** Stated goal 1 **
According to the forum post, which pins are used with the MDBT42Q, and which one serves as the clock?
** Stated goal 2 **
Extract the part of the forum post starting at "If you round" and ending at "use an HX711.".
** Stated goal 3 **
For each statement, state whether it agrees with the forum post: (a) Rounding the readings to the nearest quarter gram is described as extremely stable. (b) The inverted MOSI was still present after the battery was disconnected and reconnected. (c) The MDBT42Q in use runs 2v00 firmware. Answer yes or no, and quote the deciding words of the forum post.

And here are some sample readings with a 33 gram weight:

33.00773403103
33.00464032939
32.96854714359
32.94998493375
33.00876526491
32.93039149003
33.07167053159
32.96339097419
33.03248364415
33.05620202339
32.95926603867
32.94895369987
32.97060961135

If you round to the nearest 0.1 gram, it's quite stable. Rounding to the nearest quarter gram is extremely stable. Since you can sample every 30ms, one could easily increase sampling rate and return an average over multiple reads to reduce noise even more. That's probably what I'll do for my current application.

Hope this helps others who want to use an HX711.

Gordon, I'm available to investigate things or do tests, or otherwise help in any way.

Yes, I'm using MDBT42Q with 1v99 firmware. I'm using pins D14 and D15. Using D14 for the clock. I just restarted the board by disconnecting the battery and reconnecting. I'm now no longer getting the inverted mosi! I've tried for the last hour to reproduce getting that inversion back, but I haven't been successful yet. Any ideas on how it got into that state? Some internal pullup or something that didn't get reset? It probably would go unnoticed for most SPI situations since during the clock ticks, the voltage is correct. It's just in between the bytes that it goes high. But, after resetting, I'm not able to reproduce. Argh!! If you think that might be a bug somehow, I'm happy to try things that will help track this down if you want me to.

** Provided material **
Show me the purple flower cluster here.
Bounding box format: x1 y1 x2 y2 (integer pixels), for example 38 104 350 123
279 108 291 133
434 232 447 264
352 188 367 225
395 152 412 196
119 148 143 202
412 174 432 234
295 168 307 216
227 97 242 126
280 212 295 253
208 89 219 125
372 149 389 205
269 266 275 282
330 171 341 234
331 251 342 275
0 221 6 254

** Result 1 **
Pins D14 and D15 are used, with D14 serving as the clock.

** Result 2 **
If you round to the nearest 0.1 gram, it's quite stable. Rounding to the nearest quarter gram is extremely stable. Since you can sample every 30ms, one could easily increase sampling rate and return an average over multiple reads to reduce noise even more. That's probably what I'll do for my current application.

Hope this helps others who want to use an HX711.

** Result 3 **
(a) Yes: "Rounding to the nearest quarter gram is extremely stable."
(b) No: "I'm now no longer getting the inverted mosi!"
(c) No: "I'm using MDBT42Q with 1v99 firmware."